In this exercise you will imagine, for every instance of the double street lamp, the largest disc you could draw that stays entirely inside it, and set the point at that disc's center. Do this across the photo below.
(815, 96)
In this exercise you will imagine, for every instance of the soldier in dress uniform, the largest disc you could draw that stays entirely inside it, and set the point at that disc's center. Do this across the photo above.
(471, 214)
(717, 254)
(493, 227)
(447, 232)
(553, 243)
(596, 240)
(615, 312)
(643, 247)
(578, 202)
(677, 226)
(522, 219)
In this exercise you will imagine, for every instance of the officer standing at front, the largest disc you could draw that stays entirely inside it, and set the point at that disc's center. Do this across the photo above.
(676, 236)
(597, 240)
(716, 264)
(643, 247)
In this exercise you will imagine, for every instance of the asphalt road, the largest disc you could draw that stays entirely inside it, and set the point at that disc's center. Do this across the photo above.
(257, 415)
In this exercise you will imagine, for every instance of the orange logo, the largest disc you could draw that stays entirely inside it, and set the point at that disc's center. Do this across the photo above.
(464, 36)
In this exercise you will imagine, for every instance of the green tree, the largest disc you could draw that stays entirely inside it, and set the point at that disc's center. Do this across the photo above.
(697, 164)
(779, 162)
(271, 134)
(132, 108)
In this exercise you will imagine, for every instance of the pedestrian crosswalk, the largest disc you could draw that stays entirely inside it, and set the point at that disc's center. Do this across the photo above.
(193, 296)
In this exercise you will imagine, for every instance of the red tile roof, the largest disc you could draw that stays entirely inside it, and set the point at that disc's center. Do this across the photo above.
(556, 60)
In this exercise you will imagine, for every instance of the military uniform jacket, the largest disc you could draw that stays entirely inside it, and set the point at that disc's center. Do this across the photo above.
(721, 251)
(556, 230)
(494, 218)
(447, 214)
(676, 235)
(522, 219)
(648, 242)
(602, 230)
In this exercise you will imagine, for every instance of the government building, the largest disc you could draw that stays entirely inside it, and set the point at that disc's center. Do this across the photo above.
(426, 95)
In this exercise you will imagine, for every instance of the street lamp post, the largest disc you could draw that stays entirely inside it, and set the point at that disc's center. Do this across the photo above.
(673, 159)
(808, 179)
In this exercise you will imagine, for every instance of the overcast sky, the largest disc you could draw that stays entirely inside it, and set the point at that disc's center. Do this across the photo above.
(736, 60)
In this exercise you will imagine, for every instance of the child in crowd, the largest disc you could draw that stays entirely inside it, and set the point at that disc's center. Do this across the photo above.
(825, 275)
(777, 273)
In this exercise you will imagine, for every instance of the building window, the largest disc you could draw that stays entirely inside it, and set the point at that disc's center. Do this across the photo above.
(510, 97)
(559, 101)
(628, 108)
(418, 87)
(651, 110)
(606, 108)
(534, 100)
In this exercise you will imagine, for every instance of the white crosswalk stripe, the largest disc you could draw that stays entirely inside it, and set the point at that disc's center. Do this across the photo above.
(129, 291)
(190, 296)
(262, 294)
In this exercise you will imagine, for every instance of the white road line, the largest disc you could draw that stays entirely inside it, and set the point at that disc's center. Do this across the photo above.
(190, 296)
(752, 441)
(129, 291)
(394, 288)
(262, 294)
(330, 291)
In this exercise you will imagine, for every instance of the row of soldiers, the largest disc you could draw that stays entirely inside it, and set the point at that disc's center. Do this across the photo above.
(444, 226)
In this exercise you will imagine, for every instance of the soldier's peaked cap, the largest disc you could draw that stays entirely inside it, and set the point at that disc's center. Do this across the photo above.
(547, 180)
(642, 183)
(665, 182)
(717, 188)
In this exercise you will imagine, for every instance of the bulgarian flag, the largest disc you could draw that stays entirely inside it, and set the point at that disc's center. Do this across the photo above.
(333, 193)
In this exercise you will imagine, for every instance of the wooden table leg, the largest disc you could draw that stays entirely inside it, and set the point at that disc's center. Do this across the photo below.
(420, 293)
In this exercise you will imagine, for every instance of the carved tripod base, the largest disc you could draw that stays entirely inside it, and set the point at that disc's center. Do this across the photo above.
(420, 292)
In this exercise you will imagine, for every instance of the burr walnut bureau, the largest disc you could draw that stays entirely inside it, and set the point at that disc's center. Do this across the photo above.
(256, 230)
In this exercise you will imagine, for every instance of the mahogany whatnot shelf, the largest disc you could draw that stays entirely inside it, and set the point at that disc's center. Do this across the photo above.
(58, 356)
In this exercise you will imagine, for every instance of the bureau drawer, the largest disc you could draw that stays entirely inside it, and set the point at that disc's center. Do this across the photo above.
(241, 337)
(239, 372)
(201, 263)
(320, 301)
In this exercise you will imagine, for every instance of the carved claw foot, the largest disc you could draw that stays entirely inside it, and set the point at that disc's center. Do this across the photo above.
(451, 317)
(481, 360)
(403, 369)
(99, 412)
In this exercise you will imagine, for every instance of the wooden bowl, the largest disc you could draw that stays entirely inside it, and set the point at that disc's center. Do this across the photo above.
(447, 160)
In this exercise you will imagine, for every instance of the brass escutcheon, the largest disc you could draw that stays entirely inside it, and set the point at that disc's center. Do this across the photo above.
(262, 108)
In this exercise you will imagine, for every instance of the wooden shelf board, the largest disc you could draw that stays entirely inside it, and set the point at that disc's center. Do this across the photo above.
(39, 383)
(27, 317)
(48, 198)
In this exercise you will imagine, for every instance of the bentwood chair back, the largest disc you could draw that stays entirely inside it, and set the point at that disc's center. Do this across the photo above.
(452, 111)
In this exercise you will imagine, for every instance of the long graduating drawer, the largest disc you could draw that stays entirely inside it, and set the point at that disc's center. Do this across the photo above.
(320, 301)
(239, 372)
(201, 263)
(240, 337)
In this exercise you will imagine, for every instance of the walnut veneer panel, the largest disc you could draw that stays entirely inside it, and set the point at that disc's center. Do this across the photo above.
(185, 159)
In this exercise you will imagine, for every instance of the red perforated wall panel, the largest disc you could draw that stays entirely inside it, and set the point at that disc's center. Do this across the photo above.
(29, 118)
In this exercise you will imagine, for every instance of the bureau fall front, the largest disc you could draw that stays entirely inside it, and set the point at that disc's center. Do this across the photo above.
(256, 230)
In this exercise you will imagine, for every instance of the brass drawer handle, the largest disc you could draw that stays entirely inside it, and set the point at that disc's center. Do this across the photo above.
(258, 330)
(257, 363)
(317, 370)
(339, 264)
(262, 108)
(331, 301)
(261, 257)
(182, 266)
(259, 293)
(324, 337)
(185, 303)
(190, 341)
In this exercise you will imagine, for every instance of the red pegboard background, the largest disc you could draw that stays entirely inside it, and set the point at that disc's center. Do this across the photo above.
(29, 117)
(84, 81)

--

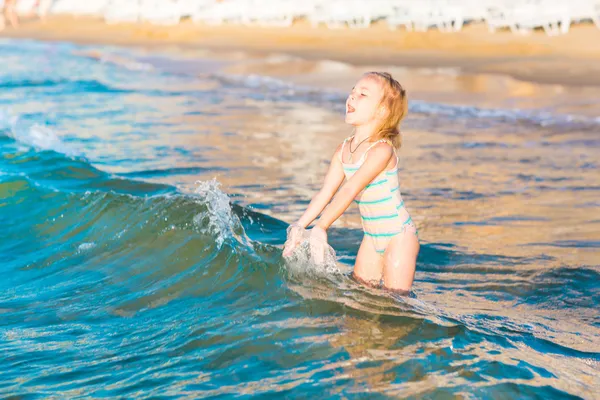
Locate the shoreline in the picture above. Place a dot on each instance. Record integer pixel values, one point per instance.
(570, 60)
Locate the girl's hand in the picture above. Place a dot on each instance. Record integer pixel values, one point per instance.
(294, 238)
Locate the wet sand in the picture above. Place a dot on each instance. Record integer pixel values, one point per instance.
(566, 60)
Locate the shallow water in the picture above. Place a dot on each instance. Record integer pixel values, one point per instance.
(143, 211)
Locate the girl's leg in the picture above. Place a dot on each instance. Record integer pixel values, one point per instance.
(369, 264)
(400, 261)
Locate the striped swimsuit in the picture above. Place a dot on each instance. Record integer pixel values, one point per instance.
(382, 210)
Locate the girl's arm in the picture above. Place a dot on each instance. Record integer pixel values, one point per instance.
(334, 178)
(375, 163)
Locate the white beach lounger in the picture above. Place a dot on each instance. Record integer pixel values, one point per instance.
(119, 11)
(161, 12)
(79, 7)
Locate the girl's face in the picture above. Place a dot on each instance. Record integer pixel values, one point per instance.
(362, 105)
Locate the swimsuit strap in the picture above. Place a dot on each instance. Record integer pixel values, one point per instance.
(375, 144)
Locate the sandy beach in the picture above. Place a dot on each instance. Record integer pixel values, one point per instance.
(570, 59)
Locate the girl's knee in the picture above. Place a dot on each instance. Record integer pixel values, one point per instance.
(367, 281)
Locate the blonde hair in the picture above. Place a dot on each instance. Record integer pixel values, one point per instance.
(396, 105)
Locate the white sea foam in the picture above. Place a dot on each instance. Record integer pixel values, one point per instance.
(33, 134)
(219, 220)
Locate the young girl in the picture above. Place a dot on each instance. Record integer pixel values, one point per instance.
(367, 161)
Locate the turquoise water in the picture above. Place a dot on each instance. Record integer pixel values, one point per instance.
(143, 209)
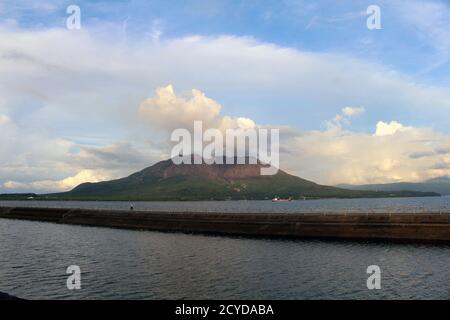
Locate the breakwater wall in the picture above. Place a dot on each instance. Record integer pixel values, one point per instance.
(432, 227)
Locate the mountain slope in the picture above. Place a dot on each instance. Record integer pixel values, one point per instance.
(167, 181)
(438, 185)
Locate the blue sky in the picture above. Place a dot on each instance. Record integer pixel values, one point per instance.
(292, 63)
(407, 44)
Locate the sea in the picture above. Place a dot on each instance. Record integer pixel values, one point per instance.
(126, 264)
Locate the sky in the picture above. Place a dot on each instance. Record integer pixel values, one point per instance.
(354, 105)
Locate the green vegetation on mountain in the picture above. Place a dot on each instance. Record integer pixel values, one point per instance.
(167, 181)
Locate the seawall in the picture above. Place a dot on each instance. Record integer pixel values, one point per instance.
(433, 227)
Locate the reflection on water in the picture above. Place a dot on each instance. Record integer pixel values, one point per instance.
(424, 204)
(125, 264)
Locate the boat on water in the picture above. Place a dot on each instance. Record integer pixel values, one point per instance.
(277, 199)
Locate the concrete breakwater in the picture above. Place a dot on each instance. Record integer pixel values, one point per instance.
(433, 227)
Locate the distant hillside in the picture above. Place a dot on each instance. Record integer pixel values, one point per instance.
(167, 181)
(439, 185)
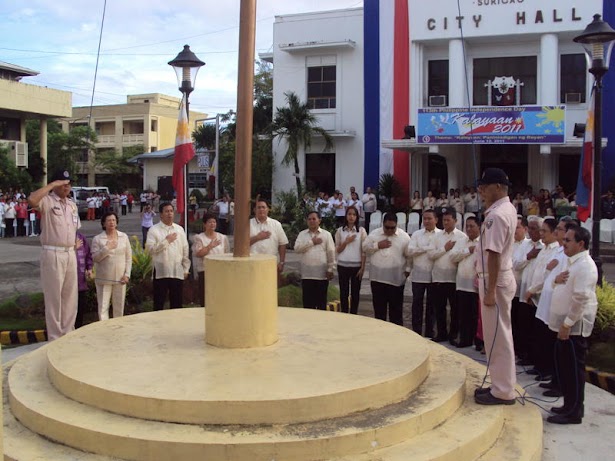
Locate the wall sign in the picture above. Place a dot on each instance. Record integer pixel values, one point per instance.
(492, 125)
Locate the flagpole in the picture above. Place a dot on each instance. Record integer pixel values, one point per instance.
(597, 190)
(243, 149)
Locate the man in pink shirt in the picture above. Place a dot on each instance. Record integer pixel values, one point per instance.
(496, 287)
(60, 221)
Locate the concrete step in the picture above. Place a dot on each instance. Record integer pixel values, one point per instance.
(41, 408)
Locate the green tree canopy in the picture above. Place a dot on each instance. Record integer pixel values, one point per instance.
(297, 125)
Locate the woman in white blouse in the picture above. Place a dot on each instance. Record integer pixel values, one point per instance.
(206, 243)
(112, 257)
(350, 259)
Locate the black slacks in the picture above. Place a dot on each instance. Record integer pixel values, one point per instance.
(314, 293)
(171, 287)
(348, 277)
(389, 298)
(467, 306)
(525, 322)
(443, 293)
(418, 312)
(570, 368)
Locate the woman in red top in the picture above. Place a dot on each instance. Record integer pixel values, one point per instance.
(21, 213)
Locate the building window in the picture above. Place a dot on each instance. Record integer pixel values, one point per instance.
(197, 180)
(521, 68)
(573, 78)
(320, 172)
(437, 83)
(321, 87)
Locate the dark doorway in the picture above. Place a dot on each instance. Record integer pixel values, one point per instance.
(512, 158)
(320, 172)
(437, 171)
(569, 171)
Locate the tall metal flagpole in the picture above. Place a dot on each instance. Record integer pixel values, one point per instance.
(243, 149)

--

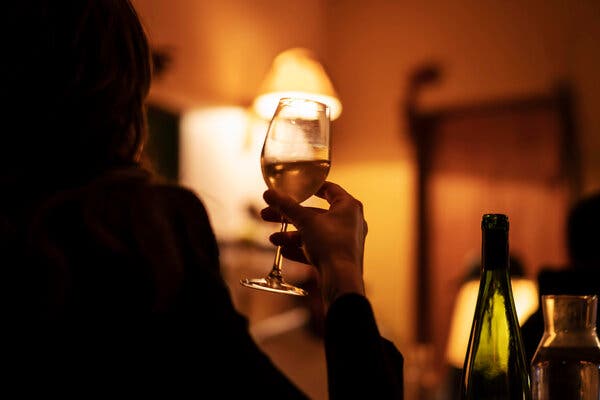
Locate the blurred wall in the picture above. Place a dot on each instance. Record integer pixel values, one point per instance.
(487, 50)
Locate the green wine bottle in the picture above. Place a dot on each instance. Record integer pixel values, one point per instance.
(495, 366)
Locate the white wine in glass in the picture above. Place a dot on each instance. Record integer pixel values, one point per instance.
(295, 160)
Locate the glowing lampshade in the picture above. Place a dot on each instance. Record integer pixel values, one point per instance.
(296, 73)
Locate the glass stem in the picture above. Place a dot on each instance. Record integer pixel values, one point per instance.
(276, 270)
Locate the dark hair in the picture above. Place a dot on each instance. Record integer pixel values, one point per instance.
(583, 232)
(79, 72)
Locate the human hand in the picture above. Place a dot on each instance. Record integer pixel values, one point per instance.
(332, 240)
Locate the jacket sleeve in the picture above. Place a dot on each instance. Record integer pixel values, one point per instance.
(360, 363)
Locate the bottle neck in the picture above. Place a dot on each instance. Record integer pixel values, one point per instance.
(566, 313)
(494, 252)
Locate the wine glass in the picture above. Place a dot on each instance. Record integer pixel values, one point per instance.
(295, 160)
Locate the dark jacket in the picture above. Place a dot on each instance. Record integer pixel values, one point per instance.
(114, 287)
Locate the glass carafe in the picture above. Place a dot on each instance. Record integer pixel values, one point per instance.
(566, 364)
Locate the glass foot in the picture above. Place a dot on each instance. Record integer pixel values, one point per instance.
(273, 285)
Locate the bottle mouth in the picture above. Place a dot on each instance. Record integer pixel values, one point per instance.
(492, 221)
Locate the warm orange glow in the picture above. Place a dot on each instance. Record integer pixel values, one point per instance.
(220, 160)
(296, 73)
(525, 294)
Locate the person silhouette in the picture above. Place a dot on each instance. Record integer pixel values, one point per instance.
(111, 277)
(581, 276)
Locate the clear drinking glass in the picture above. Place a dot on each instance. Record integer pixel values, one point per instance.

**Problem**
Shift each point coordinate by 68, adding it to both the x and y values, and write out every line again from the one containing "Locate the person" down to the one containing "Locate the clear", with the wording lines kept unchanged.

**Output for this task**
Locate the person silhouette in the picture above. Place a dot on each instance. Record integer pixel values, one point per instance.
(179, 345)
(649, 344)
Locate the clear drinking glass in the picture above. Place a dot on each instance. Record integer pixel values, one point per instance.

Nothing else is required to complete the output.